> _BRIEF A_
Could you return the passage of the chopped amplifier text from "Thus, when CROSS" to "polarity or magnitude."?
> _BRIEF B_
In the chopped amplifier text, where is the offset voltage Voff assumed to appear?

> _TEXT_
Figure 2: General Topology of a Chopped Amplifier

It is assumed that an offset voltage Voff appears at the positive amplifier input. With all switches, as controlled by CROSS in the

“A” position, the output voltage is:

Voutp – Voutn = G (Vinp + Voff – Vinn) = G (Vinp – Vinn) + G Voff

With all switches set to the “B” position by applying the inverted CROSS signal, the output voltage is:

Voutn – Voutp = G (Vinn – Vinp + Voff) = G (Vinn – Vinp) + G Voff, or

Voutp – Voutn = G (Vinp – Vinn) - G Voff

Thus, when CROSS is toggled, e.g. after each multiplexer cycle, the offset will alternately appear on the output as positive and

negative, which results in the offset effectively being eliminated, regardless of its polarity or magnitude.

The Functional Description Section contains a chapter with a detailed description on controlling the CHOP_ENA register.

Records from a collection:

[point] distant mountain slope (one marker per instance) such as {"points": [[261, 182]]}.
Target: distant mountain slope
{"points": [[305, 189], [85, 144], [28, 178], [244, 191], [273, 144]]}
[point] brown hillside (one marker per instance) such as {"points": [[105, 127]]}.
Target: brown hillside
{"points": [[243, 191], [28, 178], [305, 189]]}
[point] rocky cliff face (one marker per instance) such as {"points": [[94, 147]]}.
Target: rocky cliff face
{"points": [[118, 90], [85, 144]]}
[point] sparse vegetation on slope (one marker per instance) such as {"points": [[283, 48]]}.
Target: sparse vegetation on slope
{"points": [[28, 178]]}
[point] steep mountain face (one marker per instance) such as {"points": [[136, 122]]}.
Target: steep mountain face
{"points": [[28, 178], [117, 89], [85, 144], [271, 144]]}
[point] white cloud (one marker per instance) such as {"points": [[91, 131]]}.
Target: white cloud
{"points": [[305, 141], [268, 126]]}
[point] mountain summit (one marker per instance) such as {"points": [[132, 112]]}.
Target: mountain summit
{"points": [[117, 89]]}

> _COMPLETE OUTPUT A_
Thus, when CROSS is toggled, e.g. after each multiplexer cycle, the offset will alternately appear on the output as positive and

negative, which results in the offset effectively being eliminated, regardless of its polarity or magnitude.

> _COMPLETE OUTPUT B_
At the positive amplifier input.